**EXCERPTED PASSAGE**
-- BEGIN --

# Torque Converter or Valvebody Upgrade



## dho (May 15, 2002)

This is a poll to see how many of you would want a torque converter w/ transmission cooler (@$400) or a valvebody upgrade (@$600) as the first modification to an automatic transmission (street driven w/ budget).

Choices:

1. Torque Converter w/ Transmission Cooler
2. Valvebody Upgrade (Valvebody Reprogramming)


----------



## andre (Apr 30, 2002)

What the???? Torque converter AND cooler for $400???? From where?? I just ordered mine from Andre this week for $450 (including shipping and core). $400 is a great deal man!!! After I install my converter, I'm gonna do the valve body... Dan, I hope I catch you on AIM....we need to talk.


----------



## dho (May 15, 2002)

Notice I put @ (about) before the $400.  It's just an example price for the straight comparison to the valvebody upgrade, not including labor / shipping / cores. 

Andre, you got a good deal at $450 (including shipping and core). Andre is a great businessman and I am sure he will not overcharge anyone.

-- END --

**WRITTEN TASK 1**
Update the torque converter thread starting at "This is a poll" and ending at "(Apr 30, 2002)", replacing "poll" with "survey".

**DATA PROVIDED**

-- BEGIN --

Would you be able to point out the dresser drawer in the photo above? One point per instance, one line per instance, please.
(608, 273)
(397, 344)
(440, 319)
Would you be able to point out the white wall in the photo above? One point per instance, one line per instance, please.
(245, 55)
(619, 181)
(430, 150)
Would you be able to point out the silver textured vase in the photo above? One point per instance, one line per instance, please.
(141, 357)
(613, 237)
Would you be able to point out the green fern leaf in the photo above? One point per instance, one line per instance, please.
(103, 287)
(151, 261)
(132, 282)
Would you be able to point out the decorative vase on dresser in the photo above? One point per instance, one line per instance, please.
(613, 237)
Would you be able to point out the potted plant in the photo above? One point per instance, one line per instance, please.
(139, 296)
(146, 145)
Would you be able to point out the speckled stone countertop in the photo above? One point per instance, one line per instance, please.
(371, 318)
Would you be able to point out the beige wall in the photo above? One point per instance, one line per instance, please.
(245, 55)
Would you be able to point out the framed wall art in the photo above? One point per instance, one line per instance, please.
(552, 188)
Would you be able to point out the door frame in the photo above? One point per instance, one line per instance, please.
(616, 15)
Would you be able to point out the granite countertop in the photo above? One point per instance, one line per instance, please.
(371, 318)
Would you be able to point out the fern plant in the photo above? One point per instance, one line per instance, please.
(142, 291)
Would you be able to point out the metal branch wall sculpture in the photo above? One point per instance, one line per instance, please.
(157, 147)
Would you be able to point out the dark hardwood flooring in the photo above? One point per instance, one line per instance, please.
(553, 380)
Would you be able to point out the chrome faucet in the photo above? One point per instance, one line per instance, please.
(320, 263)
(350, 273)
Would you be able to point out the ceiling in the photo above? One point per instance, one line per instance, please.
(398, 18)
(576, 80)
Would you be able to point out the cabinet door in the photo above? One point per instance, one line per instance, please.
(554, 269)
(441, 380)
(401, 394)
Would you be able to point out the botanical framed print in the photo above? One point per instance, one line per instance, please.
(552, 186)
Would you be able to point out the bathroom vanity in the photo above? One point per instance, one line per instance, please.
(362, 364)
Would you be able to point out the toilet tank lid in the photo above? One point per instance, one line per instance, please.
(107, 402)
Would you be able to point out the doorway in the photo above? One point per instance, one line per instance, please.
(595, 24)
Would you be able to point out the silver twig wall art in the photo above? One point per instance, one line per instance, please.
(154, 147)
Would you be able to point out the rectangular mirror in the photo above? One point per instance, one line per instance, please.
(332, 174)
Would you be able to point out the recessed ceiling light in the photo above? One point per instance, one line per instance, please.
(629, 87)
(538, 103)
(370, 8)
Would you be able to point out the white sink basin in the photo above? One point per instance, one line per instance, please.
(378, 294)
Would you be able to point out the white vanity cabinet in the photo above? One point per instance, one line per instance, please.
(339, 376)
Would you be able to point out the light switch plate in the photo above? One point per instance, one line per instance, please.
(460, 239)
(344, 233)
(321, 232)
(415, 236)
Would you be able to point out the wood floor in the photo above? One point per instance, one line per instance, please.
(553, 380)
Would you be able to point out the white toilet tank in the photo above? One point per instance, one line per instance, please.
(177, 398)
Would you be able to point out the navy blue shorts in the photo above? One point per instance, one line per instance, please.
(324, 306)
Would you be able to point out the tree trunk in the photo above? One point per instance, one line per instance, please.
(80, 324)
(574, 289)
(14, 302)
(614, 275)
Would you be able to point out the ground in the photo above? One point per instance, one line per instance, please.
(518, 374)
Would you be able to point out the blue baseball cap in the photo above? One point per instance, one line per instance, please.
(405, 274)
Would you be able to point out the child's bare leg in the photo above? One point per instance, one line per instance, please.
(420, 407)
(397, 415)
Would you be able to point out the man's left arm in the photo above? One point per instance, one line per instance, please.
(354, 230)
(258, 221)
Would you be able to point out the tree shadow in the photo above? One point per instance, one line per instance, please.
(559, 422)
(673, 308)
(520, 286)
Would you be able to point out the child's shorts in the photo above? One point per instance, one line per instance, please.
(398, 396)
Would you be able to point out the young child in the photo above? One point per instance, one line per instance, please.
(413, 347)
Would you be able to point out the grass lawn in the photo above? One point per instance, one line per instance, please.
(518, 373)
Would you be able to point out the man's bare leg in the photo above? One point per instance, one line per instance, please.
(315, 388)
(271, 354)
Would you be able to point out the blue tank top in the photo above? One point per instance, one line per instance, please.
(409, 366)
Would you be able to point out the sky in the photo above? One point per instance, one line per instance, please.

-- END --

**WRITTEN TASK 2**
Extract every row above that contains the string "silver", treating case as significant.

**COMPLETE ANSWER 1**
This is a survey to see how many of you would want a torque converter w/ transmission cooler (@$400) or a valvebody upgrade (@$600) as the first modification to an automatic transmission (street driven w/ budget).

Choices:

1. Torque Converter w/ Transmission Cooler
2. Valvebody Upgrade (Valvebody Reprogramming)


----------



## andre (Apr 30, 2002)

**COMPLETE ANSWER 2**
Would you be able to point out the silver textured vase in the photo above? One point per instance, one line per instance, please.
Would you be able to point out the silver twig wall art in the photo above? One point per instance, one line per instance, please.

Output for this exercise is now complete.